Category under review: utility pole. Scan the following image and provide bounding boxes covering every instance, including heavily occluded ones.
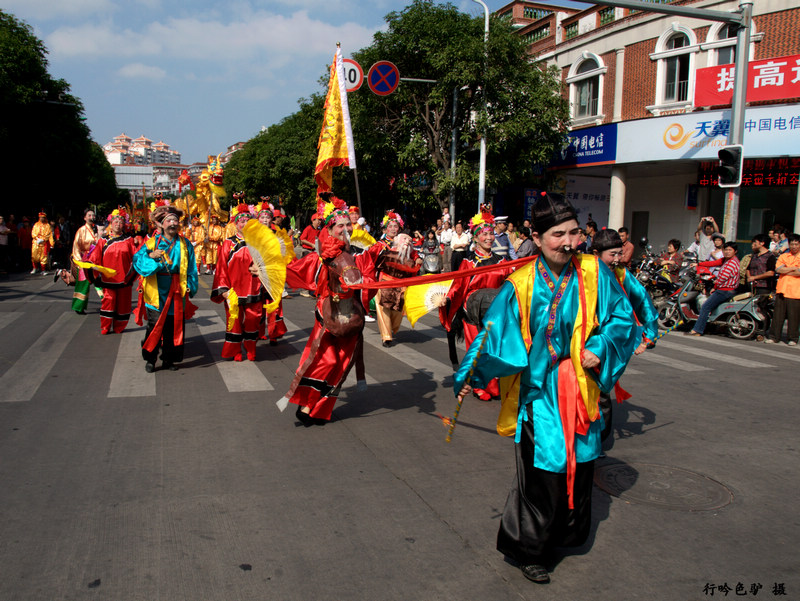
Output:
[576,0,753,240]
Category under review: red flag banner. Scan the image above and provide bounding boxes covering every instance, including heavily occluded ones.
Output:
[694,54,800,106]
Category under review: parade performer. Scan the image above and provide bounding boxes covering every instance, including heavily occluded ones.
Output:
[189,215,208,273]
[211,202,266,361]
[31,211,55,275]
[454,192,640,583]
[256,196,294,346]
[87,209,136,335]
[375,211,422,347]
[203,215,225,275]
[71,209,100,315]
[133,205,198,373]
[278,199,364,426]
[592,228,658,441]
[439,205,511,401]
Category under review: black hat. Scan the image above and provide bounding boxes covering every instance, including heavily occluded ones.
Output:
[592,228,622,252]
[532,192,578,234]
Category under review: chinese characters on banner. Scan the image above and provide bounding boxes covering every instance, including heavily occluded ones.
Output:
[694,54,800,106]
[697,157,800,188]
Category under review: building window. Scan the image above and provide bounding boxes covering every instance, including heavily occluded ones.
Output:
[664,33,689,102]
[566,52,607,125]
[522,24,550,44]
[597,6,614,26]
[647,23,700,115]
[522,6,553,21]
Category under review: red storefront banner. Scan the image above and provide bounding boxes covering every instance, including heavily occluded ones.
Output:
[694,54,800,106]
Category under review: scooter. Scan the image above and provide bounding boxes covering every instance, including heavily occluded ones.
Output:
[658,265,775,340]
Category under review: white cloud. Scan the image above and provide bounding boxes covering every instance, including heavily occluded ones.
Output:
[117,63,167,79]
[46,11,375,67]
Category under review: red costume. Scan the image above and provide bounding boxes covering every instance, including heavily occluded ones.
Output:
[211,235,266,361]
[88,234,136,334]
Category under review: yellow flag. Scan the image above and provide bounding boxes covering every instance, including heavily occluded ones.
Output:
[314,46,356,193]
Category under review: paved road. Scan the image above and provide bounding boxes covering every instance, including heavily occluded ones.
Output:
[0,276,800,601]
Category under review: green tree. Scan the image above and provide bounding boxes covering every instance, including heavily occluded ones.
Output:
[0,10,122,217]
[350,0,569,218]
[225,94,325,218]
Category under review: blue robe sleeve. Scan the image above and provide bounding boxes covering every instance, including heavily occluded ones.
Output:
[186,241,200,298]
[453,282,528,395]
[623,274,658,342]
[133,244,161,277]
[586,262,640,393]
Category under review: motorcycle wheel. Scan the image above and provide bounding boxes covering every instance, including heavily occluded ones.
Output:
[728,313,759,340]
[658,305,679,330]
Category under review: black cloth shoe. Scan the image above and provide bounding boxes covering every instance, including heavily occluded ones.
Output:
[519,563,550,584]
[294,405,314,428]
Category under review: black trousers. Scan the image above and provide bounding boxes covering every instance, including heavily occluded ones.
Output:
[142,309,186,363]
[769,294,800,342]
[497,407,594,565]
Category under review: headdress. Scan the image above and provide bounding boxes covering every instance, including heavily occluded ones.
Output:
[381,209,405,227]
[533,191,578,234]
[317,192,350,226]
[231,203,253,222]
[255,196,275,215]
[469,205,494,236]
[591,228,622,252]
[106,207,130,224]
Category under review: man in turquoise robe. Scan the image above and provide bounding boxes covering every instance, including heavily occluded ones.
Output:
[454,193,638,583]
[592,228,658,441]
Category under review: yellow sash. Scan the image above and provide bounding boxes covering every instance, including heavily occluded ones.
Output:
[142,236,189,309]
[497,254,600,436]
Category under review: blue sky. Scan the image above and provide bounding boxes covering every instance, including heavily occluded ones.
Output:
[3,0,584,163]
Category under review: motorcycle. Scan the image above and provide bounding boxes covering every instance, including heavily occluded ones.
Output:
[658,264,775,340]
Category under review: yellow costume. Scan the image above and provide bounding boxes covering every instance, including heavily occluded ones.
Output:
[203,223,225,269]
[31,221,55,271]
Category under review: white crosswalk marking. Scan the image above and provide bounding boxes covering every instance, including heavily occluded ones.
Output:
[108,327,156,399]
[0,311,83,403]
[658,339,771,368]
[676,336,800,361]
[0,311,22,330]
[192,310,275,392]
[283,317,378,390]
[631,341,711,371]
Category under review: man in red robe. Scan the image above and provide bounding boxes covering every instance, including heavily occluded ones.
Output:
[211,202,266,361]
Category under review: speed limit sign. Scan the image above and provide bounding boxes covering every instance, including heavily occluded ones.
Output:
[342,58,364,92]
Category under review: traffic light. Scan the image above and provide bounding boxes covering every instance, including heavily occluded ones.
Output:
[717,144,744,188]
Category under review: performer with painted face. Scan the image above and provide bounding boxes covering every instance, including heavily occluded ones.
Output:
[439,205,512,401]
[375,211,422,347]
[211,198,264,361]
[454,193,641,583]
[278,198,364,426]
[88,209,136,334]
[133,201,198,373]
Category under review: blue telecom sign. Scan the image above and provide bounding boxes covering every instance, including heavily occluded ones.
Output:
[367,61,400,96]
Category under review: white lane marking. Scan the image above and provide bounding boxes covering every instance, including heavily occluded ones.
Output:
[634,350,711,371]
[0,311,84,403]
[0,311,22,330]
[192,310,275,392]
[658,339,772,368]
[668,336,800,361]
[108,327,156,399]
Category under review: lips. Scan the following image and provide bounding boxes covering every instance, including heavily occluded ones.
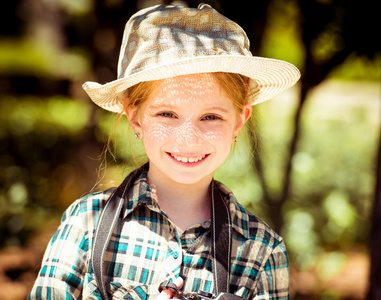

Stated task. Rewrite the part of the material that opens with the line containing "Category under review: motorcycle." and closes with the line containing "[31,221,55,271]", both lines included, keeping the requests unchanged. Multiply every box coordinate in the answers by 1.05 and round each to a whole number, rounding halves up.

Correct response.
Category under review: motorcycle. Scan the image above and provide bounding boxes covering every instance, including heavily occluded ones.
Output:
[691,277,814,357]
Category under review: yellow costume. Scan the image above and provide bounding boxes covering every instance, including heavily occluded ones.
Output:
[213,234,236,282]
[33,232,58,285]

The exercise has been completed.